■ **Task inputs**
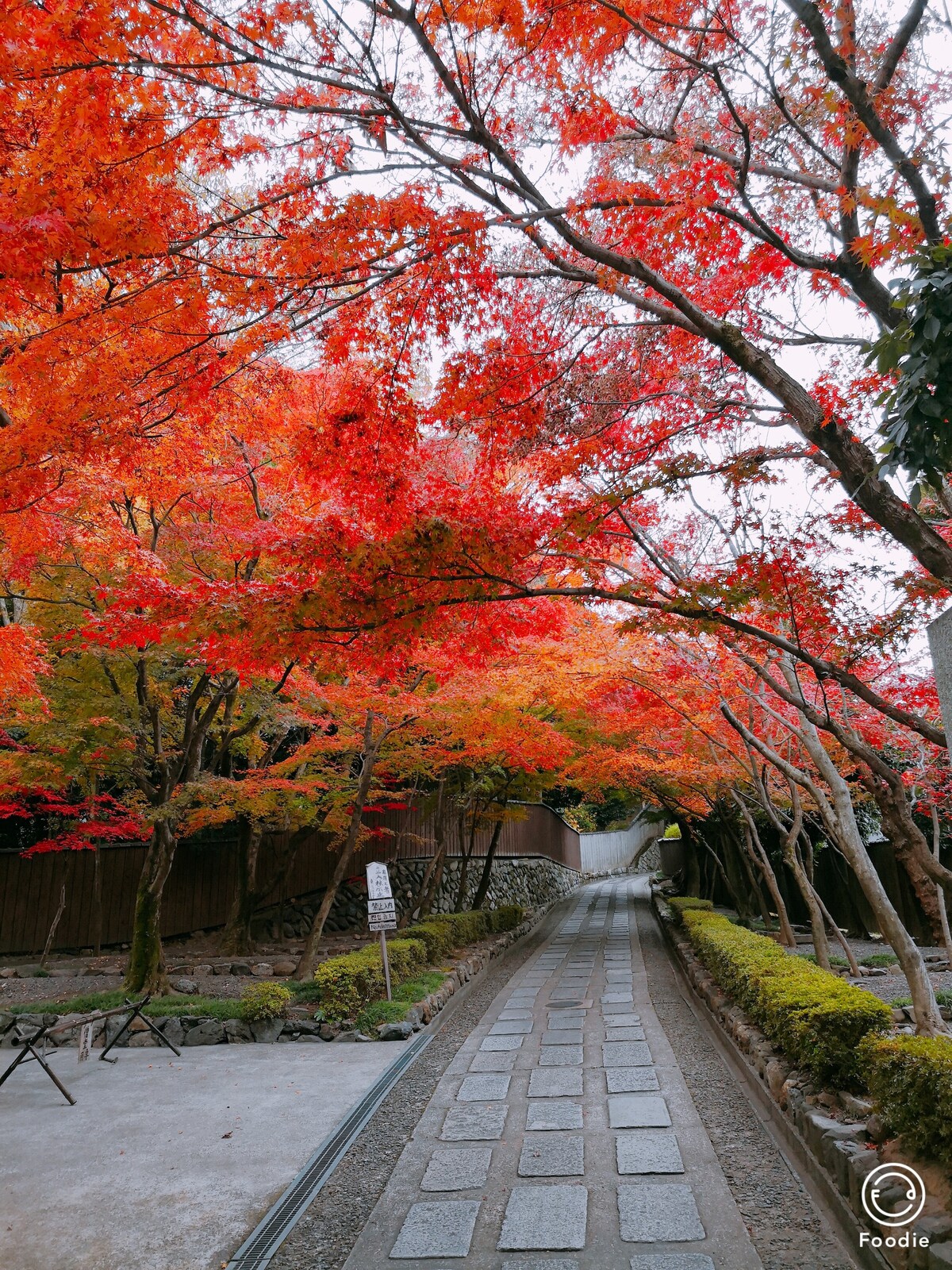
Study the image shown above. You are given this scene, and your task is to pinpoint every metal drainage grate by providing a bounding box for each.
[228,1033,433,1270]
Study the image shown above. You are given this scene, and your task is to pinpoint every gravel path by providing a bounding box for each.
[637,899,853,1270]
[271,906,563,1270]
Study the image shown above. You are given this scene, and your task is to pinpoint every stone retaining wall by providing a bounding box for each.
[251,856,582,942]
[651,887,952,1270]
[0,899,566,1065]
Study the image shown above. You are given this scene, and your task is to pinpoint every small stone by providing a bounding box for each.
[390,1199,480,1261]
[440,1103,509,1141]
[618,1183,704,1243]
[225,1018,254,1045]
[497,1183,589,1251]
[529,1068,582,1099]
[420,1147,493,1191]
[525,1099,582,1133]
[377,1020,414,1040]
[631,1253,715,1270]
[538,1045,584,1067]
[605,1067,658,1094]
[614,1133,684,1175]
[519,1134,585,1177]
[455,1073,512,1103]
[601,1040,651,1067]
[186,1018,225,1045]
[249,1018,284,1045]
[480,1037,524,1054]
[605,1027,645,1041]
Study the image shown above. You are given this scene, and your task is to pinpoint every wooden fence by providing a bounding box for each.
[0,805,582,954]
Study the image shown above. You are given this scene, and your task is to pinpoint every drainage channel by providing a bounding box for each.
[227,1031,433,1270]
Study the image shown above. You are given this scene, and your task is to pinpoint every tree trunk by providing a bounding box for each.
[734,794,797,949]
[472,804,505,910]
[123,821,175,995]
[221,815,262,956]
[294,710,389,980]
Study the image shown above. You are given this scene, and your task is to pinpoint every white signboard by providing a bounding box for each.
[367,861,393,899]
[370,913,396,931]
[367,899,396,913]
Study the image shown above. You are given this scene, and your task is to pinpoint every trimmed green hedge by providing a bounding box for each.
[668,895,713,926]
[862,1037,952,1166]
[313,904,524,1018]
[313,938,428,1018]
[681,906,892,1088]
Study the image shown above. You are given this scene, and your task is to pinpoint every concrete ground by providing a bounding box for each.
[0,1043,404,1270]
[345,879,762,1270]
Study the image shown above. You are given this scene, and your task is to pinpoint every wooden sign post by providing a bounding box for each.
[367,861,396,1001]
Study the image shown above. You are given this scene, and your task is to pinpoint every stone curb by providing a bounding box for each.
[0,895,574,1049]
[651,885,952,1270]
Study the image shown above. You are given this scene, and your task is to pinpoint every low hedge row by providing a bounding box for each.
[679,903,892,1088]
[862,1037,952,1166]
[313,904,524,1018]
[408,904,525,961]
[313,938,429,1018]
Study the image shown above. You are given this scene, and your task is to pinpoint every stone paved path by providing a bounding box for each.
[345,878,762,1270]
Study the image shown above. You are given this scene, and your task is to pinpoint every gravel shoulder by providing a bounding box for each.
[636,898,853,1270]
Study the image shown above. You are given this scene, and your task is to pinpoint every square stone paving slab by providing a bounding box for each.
[529,1068,582,1099]
[618,1183,704,1243]
[440,1103,509,1141]
[455,1072,512,1103]
[548,1010,585,1031]
[631,1253,715,1270]
[608,1094,671,1129]
[538,1045,584,1067]
[614,1133,684,1173]
[497,1183,589,1251]
[503,1257,579,1270]
[605,1067,658,1094]
[605,1011,641,1027]
[480,1037,525,1054]
[470,1053,516,1072]
[519,1133,585,1177]
[390,1199,480,1261]
[605,1020,645,1040]
[420,1147,493,1191]
[604,1040,651,1067]
[525,1099,582,1133]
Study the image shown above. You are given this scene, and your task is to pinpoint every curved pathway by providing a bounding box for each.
[347,878,762,1270]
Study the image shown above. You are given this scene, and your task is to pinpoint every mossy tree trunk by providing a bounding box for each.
[123,821,175,995]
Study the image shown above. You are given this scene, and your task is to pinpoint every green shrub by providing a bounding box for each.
[357,1001,408,1037]
[862,1037,952,1166]
[392,970,446,1003]
[668,895,713,926]
[486,904,525,933]
[313,938,427,1018]
[406,919,453,961]
[240,983,294,1024]
[681,908,892,1088]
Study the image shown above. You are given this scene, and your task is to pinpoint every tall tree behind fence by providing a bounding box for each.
[0,805,599,954]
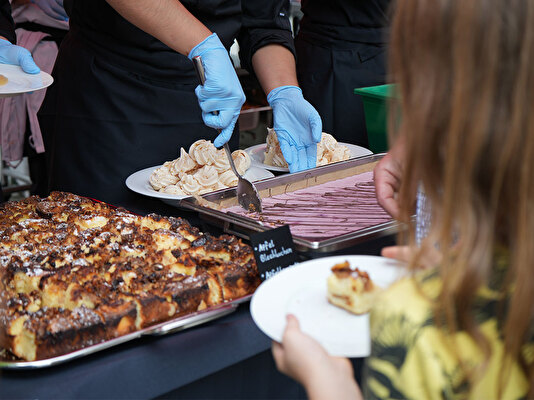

■ **Problem to work on**
Report every line of the records that contains the string "fence", treating uppercase and lowercase as different.

■ **Answer to this problem**
Study the image shown above. You are given this scene, and your task is to pinpoint every wooden fence by providing a bounding box for each.
Study the image shown above. You are given this scene, and your task is to pinpoint every tall tree behind fence by providing a bounding box for each.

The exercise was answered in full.